Keep only the lines in the items below that contain the string "written", and list them.

-- TASK MATERIAL --
--- begin ---

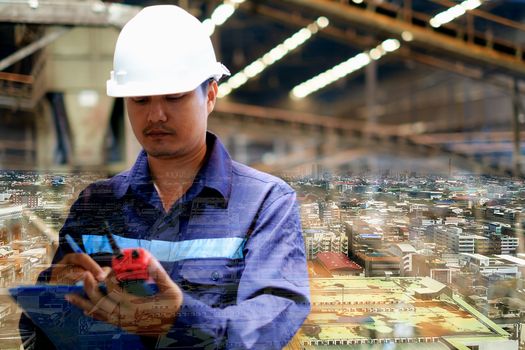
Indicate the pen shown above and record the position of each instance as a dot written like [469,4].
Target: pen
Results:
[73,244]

--- end ---
--- begin ---

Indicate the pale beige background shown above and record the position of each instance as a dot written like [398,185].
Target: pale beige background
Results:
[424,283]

--- end ---
--- begin ---

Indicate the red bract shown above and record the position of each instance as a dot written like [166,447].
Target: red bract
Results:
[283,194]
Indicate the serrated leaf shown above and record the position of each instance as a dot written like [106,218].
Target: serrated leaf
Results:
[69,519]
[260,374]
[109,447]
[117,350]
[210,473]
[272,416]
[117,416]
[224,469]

--- end ---

-- WORKED ANSWER --
Indicate the pen shown above and record the position of each instance as a dot written like [469,4].
Indicate the pale beige background shown above and record the position of each instance as a dot written like [398,185].
Indicate the red bract shown above and record the position of each instance as a dot written like [166,447].
Indicate the serrated leaf shown above and record the position of each instance as a dot written like [106,218].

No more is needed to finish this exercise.